*What is needed*. Output only the span of lines that begins at the line containing "Every instance of the stone" and ends at the last line of the data, both included, exactly as they appear.

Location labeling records
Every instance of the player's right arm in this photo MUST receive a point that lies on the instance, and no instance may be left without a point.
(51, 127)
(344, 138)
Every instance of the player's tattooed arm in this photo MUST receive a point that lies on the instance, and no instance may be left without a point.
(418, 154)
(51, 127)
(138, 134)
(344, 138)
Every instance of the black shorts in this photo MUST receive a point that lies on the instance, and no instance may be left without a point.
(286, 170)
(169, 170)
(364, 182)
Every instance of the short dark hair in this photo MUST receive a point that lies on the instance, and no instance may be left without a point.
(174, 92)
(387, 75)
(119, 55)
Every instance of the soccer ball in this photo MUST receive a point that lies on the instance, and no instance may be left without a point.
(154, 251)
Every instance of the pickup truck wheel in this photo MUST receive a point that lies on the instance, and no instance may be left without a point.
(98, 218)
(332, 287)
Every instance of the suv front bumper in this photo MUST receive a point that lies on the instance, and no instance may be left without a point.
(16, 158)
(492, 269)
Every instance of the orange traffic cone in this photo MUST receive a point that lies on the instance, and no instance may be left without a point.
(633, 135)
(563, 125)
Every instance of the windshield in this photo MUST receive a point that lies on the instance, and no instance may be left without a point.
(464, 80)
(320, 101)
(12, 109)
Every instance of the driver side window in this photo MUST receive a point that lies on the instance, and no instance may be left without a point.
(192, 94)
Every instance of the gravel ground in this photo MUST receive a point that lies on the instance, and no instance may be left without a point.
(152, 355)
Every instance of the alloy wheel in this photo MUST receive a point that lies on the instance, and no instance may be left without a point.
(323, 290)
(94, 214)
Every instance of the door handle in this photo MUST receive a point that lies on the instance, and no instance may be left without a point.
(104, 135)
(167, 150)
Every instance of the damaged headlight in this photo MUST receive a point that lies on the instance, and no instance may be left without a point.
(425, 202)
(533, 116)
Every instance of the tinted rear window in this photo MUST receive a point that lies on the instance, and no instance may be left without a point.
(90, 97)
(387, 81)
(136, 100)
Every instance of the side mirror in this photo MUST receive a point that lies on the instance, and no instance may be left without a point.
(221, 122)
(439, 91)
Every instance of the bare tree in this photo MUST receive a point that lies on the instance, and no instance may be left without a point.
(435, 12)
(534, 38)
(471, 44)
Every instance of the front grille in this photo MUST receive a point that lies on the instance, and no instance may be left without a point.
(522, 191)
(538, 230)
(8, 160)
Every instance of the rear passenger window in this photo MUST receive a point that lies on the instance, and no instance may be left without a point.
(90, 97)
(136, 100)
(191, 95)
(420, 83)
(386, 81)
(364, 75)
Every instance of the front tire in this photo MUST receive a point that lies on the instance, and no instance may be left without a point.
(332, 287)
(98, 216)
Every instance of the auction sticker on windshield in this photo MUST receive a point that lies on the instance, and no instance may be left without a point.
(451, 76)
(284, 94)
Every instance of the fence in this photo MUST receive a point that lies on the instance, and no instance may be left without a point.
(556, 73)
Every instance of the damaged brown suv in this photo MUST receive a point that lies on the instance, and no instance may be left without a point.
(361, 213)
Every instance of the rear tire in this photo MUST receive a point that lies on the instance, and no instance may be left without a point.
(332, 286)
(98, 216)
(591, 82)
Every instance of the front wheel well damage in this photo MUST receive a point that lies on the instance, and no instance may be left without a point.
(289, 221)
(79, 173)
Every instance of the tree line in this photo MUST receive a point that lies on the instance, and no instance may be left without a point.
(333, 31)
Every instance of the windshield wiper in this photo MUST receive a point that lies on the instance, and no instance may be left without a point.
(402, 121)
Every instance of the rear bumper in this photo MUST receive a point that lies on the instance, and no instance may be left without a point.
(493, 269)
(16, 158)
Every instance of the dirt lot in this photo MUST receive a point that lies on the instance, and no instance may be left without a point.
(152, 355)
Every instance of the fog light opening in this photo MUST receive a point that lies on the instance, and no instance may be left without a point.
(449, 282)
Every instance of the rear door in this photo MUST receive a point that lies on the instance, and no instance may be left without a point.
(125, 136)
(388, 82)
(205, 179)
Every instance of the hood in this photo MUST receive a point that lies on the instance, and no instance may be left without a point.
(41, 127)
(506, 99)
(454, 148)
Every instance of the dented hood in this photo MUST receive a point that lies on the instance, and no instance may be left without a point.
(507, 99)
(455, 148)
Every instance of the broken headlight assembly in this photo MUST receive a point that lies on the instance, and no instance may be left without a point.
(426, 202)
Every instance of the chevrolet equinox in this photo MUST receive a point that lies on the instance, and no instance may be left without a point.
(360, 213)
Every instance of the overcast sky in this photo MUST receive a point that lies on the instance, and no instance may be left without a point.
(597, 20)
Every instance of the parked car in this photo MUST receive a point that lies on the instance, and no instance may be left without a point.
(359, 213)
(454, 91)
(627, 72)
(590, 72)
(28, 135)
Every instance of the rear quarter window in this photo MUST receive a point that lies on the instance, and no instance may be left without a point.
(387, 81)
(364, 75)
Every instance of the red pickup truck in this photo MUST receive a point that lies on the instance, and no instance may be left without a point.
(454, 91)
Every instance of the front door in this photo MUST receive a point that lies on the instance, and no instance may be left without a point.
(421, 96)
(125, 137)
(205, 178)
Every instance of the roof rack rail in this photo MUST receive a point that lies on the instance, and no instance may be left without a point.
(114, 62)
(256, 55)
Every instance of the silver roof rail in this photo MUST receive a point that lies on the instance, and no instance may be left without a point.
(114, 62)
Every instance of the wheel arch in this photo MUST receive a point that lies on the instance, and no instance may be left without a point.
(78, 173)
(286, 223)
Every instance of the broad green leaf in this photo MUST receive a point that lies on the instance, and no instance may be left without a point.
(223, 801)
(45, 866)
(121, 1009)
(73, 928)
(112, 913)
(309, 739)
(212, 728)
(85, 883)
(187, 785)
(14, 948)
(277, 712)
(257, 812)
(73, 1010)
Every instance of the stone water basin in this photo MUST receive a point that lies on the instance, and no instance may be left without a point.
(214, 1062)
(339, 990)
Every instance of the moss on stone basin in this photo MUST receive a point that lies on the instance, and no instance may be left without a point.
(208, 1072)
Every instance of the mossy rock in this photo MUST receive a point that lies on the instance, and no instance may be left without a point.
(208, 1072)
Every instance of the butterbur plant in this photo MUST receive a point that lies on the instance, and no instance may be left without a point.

*Answer to this exercise*.
Every instance of the stone water basin in this photo MUST receive a point that lies on the instance, and no instance may be left without a point.
(214, 1062)
(339, 990)
Every instance of the moss on stone basin in this photo MUST receive a point that lies on the instance, and no instance may be left without a point.
(208, 1072)
Every instance of the mossy rock in this photo MUST receive a point that lies on the instance, and no instance may be left without a point.
(208, 1072)
Every instance of the butterbur plant in this photo MUST receive a point that lies on the instance, and no instance may be left without a point.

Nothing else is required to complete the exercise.